Instructions to follow: Hand back the entries below exactly.

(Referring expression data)
++++++++

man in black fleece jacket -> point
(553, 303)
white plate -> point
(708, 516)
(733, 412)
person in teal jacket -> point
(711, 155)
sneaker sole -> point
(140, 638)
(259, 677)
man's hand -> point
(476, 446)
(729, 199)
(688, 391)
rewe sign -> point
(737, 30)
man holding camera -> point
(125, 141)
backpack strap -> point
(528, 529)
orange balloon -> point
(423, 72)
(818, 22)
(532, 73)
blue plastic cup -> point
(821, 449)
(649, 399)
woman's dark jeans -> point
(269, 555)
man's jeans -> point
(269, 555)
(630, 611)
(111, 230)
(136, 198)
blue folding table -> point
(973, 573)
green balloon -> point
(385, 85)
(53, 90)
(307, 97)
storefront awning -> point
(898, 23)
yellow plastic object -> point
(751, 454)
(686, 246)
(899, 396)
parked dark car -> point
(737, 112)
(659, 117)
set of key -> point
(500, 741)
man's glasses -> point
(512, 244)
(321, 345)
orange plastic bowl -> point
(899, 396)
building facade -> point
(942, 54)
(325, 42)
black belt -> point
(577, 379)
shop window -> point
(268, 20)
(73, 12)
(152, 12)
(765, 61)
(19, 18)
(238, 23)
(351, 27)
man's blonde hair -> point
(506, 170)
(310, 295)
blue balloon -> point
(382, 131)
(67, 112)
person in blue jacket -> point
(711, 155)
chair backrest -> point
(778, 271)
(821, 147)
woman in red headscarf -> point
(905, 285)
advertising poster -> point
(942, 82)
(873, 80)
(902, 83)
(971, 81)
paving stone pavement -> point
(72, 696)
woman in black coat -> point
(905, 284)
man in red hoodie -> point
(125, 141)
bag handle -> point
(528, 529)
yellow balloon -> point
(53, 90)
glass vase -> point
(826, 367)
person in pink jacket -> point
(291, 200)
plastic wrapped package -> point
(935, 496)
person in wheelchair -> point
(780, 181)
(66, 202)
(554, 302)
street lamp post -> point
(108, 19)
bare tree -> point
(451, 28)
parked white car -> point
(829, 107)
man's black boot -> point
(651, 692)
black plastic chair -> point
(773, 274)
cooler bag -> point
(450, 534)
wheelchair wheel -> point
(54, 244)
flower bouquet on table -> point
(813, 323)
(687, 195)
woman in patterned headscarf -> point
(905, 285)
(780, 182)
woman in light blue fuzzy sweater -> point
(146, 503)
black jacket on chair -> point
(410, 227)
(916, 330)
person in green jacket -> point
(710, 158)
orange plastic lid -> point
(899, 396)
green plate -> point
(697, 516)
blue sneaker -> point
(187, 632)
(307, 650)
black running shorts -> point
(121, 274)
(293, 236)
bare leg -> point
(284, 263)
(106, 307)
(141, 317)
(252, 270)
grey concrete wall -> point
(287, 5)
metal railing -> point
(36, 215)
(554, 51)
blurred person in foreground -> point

++++++++

Response to the task:
man in black fleece jacket -> point
(553, 303)
white plate -> point
(708, 516)
(733, 412)
person in teal jacket -> point
(711, 155)
sneaker sole -> point
(140, 638)
(259, 677)
man's hand -> point
(476, 446)
(729, 199)
(688, 391)
rewe sign -> point
(737, 30)
man holding camera -> point
(125, 141)
backpack strap -> point
(528, 529)
orange balloon -> point
(423, 72)
(818, 22)
(532, 73)
blue plastic cup -> point
(821, 449)
(649, 399)
woman's dark jeans -> point
(269, 555)
man's jeans -> point
(269, 555)
(630, 611)
(111, 230)
(136, 198)
blue folding table -> point
(973, 573)
green balloon -> point
(385, 85)
(53, 90)
(307, 97)
storefront awning -> point
(898, 23)
yellow plastic object -> point
(751, 454)
(686, 246)
(899, 396)
parked dark car -> point
(737, 112)
(659, 117)
set of key -> point
(500, 741)
man's glasses -> point
(512, 244)
(321, 345)
orange plastic bowl -> point
(899, 396)
building facade -> point
(942, 54)
(325, 42)
black belt -> point
(577, 379)
shop window -> point
(268, 20)
(73, 12)
(152, 12)
(765, 61)
(19, 18)
(238, 23)
(351, 27)
man's blonde hair -> point
(506, 170)
(310, 295)
blue balloon -> point
(382, 131)
(67, 112)
person in blue jacket -> point
(711, 155)
chair backrest -> point
(778, 271)
(821, 147)
woman in red headscarf -> point
(905, 285)
advertising poster -> point
(942, 82)
(873, 80)
(902, 83)
(971, 81)
paving stone pavement -> point
(72, 696)
woman in black coat -> point
(905, 284)
man in red hoodie -> point
(125, 141)
bag handle -> point
(528, 529)
yellow balloon -> point
(53, 90)
glass vase -> point
(826, 367)
person in pink jacket -> point
(291, 200)
plastic wrapped package -> point
(935, 496)
person in wheelchair -> point
(780, 181)
(66, 202)
(554, 302)
street lamp post -> point
(108, 19)
bare tree -> point
(451, 28)
parked white car -> point
(829, 107)
man's black boot -> point
(651, 692)
black plastic chair -> point
(773, 274)
cooler bag -> point
(450, 534)
wheelchair wheel -> point
(54, 244)
flower bouquet on table -> point
(813, 323)
(687, 195)
woman in patterned headscarf -> point
(905, 285)
(780, 182)
woman in light blue fuzzy sweater -> point
(146, 503)
black jacket on chair -> point
(410, 227)
(916, 330)
person in green jacket -> point
(710, 158)
orange plastic lid -> point
(899, 396)
green plate -> point
(697, 516)
blue sneaker -> point
(187, 632)
(307, 650)
black running shorts -> point
(121, 274)
(293, 236)
bare leg -> point
(284, 263)
(106, 307)
(141, 317)
(252, 270)
grey concrete wall -> point
(287, 5)
metal railing -> point
(36, 215)
(554, 51)
blurred person in foreground -> point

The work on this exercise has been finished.